◆ About this exercise
Each line of the records that includes "girl" should be found and copied.

◆ Source material

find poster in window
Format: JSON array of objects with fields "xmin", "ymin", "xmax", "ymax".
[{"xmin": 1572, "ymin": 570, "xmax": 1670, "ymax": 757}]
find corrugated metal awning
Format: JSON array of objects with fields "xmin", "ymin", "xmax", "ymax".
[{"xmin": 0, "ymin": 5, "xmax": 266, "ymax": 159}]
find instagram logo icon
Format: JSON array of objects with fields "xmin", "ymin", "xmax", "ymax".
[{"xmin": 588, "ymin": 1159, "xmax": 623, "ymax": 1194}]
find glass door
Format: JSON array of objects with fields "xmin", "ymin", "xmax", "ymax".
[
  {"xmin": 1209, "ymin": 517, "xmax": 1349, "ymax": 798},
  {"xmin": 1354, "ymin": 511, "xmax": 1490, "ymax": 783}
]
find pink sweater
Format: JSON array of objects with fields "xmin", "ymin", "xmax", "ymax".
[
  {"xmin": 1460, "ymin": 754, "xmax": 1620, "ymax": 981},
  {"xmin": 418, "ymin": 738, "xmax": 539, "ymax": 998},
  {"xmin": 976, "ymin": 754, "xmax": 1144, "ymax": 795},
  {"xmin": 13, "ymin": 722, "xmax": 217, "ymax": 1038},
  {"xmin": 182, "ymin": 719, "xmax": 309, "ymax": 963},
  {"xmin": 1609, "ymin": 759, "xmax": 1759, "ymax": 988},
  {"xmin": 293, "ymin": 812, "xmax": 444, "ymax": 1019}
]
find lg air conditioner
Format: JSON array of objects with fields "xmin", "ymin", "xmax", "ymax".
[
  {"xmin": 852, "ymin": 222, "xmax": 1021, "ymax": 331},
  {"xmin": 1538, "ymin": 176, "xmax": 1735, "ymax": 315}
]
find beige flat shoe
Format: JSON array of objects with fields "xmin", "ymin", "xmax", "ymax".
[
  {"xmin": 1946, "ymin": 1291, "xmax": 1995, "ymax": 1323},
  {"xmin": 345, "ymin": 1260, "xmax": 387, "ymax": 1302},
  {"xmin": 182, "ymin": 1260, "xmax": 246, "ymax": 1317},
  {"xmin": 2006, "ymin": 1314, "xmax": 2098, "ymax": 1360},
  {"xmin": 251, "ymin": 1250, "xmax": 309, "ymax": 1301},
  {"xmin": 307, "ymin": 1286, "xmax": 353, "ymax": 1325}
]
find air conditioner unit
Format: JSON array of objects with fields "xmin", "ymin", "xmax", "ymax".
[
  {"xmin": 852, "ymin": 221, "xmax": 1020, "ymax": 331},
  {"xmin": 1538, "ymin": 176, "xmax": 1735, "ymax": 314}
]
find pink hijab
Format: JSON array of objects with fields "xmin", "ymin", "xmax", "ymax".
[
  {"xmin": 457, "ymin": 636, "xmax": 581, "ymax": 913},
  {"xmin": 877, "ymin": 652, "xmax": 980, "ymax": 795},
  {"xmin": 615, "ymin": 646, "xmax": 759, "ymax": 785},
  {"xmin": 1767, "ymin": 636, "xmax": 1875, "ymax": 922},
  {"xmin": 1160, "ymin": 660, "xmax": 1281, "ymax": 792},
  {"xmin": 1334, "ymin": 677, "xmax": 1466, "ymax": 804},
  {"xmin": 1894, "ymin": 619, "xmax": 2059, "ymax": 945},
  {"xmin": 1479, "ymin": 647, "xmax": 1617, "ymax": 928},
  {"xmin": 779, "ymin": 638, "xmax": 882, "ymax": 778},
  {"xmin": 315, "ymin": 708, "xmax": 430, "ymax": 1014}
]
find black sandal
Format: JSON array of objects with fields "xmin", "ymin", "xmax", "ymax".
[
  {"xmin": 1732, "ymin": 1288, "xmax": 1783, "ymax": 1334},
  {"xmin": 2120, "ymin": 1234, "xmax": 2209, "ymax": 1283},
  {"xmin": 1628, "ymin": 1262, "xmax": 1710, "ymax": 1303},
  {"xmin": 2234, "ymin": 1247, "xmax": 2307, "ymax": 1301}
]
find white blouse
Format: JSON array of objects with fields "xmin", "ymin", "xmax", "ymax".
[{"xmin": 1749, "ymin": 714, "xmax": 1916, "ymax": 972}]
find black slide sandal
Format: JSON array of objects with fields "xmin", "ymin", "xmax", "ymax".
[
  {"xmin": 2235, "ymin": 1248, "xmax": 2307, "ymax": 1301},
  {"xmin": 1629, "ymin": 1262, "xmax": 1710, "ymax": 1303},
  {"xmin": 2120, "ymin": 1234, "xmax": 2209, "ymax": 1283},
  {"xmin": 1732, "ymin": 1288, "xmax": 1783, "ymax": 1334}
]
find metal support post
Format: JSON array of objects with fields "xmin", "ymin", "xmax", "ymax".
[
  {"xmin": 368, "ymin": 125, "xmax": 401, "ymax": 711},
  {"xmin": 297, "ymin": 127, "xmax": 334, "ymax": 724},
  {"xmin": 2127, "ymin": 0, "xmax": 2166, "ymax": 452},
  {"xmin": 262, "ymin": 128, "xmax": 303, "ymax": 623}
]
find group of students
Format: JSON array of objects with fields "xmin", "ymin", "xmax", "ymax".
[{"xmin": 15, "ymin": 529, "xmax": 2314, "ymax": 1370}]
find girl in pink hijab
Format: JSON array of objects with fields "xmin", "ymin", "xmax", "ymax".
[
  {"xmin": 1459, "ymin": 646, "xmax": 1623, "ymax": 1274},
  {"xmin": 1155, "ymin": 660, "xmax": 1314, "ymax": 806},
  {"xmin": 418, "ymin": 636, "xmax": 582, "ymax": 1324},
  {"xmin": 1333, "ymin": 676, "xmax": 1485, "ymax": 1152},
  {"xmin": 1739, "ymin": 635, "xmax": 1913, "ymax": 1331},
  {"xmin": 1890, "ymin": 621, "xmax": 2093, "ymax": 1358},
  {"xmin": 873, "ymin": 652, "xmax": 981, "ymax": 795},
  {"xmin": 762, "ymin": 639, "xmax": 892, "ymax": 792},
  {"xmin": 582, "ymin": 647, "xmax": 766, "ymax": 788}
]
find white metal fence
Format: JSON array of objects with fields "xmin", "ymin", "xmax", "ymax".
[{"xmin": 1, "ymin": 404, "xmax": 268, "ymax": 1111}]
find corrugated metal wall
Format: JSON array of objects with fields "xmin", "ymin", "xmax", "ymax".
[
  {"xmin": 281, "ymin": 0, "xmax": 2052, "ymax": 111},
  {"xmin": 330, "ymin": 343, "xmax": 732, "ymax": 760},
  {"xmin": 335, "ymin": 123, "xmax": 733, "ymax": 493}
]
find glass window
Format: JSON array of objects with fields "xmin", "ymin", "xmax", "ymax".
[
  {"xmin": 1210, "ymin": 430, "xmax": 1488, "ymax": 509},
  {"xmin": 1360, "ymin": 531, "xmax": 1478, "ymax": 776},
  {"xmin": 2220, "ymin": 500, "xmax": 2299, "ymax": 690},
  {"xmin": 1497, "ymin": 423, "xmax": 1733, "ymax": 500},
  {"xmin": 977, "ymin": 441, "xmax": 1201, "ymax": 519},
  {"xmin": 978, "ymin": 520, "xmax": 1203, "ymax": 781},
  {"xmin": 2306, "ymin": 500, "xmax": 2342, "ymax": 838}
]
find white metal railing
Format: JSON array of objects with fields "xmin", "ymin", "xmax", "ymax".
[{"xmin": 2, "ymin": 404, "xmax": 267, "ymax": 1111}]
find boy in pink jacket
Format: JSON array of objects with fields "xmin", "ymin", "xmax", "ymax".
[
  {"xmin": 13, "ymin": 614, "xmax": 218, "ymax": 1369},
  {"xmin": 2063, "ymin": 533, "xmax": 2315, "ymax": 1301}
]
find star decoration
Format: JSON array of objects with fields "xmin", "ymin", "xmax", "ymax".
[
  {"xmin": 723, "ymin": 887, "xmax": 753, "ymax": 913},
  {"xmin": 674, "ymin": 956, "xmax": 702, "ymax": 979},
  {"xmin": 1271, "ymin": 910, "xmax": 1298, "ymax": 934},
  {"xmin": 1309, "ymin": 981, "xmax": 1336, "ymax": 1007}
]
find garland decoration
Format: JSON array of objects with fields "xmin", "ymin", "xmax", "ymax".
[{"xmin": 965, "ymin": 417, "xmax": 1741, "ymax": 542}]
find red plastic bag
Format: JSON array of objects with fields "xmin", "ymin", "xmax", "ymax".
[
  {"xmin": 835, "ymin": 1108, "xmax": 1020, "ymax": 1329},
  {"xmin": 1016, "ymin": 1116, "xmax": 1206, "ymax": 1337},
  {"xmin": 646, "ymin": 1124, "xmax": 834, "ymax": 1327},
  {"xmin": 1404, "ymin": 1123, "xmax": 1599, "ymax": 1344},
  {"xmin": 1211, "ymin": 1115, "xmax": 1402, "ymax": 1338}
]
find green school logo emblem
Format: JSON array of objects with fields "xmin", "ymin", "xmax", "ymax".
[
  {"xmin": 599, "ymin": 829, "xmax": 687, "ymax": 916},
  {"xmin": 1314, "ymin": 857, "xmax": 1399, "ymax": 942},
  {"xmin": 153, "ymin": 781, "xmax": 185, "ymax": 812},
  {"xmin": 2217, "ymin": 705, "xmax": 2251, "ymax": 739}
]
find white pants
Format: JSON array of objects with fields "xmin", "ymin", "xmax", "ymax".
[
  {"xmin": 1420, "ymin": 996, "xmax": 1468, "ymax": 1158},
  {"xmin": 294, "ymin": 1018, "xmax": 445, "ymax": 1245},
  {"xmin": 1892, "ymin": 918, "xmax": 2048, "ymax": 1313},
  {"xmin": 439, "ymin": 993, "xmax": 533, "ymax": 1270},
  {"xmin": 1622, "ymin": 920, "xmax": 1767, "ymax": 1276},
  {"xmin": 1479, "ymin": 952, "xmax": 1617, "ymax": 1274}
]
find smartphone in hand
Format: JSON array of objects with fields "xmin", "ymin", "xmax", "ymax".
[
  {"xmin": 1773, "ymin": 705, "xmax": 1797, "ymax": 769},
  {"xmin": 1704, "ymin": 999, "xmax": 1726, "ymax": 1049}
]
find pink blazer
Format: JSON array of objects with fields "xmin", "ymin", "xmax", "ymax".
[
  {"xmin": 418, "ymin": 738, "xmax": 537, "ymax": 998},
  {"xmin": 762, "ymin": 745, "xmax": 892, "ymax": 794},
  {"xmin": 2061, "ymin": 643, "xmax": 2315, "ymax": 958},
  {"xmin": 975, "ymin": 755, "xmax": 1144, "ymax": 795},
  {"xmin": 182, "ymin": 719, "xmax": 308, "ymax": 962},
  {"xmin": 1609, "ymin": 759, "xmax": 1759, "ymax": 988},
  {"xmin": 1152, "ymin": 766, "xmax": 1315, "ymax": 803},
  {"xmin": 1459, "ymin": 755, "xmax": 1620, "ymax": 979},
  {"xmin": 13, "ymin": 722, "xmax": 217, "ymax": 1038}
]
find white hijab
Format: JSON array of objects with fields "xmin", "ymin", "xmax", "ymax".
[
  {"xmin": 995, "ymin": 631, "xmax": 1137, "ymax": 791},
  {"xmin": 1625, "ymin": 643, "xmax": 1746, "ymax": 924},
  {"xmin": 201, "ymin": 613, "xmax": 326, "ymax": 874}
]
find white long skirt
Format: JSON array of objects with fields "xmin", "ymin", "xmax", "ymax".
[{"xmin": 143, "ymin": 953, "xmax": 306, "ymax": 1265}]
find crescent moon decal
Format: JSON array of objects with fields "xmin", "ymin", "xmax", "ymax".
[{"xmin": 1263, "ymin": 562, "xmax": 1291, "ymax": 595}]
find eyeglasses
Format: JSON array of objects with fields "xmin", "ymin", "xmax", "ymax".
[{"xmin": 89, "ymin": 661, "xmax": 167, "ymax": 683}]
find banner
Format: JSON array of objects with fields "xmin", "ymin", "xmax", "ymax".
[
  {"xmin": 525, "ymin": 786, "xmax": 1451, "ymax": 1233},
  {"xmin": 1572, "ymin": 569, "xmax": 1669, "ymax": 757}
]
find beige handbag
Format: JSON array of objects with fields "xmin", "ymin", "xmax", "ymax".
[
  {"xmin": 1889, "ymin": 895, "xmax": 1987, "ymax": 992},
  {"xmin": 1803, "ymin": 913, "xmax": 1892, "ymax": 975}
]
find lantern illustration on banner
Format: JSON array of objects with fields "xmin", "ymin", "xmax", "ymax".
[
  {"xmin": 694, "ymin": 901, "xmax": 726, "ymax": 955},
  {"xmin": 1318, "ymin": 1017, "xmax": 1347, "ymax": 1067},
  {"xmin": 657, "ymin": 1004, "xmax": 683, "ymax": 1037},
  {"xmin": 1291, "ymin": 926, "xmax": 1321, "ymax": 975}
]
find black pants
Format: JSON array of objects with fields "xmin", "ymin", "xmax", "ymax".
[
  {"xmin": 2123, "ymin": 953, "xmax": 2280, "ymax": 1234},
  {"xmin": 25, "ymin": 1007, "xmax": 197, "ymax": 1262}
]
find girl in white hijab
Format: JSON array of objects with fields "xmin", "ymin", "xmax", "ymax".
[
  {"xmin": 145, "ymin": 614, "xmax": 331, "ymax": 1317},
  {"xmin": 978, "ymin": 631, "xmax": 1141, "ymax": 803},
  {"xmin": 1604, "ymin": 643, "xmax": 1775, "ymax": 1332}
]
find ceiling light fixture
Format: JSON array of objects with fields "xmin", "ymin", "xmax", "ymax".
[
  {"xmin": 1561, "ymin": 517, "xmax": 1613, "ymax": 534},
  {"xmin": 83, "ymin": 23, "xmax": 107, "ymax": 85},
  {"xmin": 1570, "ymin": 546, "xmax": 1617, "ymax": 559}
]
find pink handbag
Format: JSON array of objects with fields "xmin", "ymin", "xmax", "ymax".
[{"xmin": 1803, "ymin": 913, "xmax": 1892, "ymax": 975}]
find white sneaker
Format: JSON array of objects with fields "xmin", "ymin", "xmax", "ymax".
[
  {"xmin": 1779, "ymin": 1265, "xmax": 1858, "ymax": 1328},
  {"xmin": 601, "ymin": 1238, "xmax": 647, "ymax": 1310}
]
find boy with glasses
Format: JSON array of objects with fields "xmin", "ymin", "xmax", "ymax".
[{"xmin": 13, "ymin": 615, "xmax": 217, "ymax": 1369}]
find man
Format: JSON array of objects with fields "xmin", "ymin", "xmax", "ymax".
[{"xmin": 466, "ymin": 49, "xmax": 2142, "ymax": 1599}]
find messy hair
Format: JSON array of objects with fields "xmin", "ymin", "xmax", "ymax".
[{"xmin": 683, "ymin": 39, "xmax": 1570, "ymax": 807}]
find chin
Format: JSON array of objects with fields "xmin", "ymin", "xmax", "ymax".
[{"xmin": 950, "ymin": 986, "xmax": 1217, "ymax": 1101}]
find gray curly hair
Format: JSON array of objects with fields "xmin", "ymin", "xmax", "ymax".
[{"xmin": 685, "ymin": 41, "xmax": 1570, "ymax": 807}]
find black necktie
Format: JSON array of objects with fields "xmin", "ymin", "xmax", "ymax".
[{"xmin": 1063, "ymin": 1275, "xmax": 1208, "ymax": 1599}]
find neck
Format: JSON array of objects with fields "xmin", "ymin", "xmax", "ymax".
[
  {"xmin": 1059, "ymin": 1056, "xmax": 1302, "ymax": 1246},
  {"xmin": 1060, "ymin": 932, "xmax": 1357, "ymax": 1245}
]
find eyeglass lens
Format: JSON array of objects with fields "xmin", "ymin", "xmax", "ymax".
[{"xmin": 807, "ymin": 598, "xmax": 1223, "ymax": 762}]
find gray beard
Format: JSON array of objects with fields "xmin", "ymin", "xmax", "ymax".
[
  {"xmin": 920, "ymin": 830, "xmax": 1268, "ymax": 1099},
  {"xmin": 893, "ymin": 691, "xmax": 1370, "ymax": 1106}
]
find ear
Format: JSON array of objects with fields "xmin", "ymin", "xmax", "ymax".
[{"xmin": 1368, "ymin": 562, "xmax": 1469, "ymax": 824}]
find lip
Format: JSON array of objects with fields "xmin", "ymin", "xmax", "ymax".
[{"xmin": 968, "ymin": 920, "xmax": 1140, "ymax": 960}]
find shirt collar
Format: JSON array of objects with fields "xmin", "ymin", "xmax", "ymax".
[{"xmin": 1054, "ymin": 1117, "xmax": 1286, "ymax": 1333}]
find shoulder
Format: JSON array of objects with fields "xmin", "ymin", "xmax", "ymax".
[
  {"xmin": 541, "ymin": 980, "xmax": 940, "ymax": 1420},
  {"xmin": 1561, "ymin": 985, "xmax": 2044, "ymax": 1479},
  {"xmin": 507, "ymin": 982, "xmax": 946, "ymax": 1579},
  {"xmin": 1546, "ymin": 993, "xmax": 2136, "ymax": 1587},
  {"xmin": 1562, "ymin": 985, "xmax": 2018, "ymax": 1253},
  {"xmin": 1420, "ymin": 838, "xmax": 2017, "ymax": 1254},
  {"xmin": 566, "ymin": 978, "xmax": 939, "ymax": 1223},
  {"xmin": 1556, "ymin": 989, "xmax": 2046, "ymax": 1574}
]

◆ Result of this exercise
find girl in pink hijab
find girl in white hijab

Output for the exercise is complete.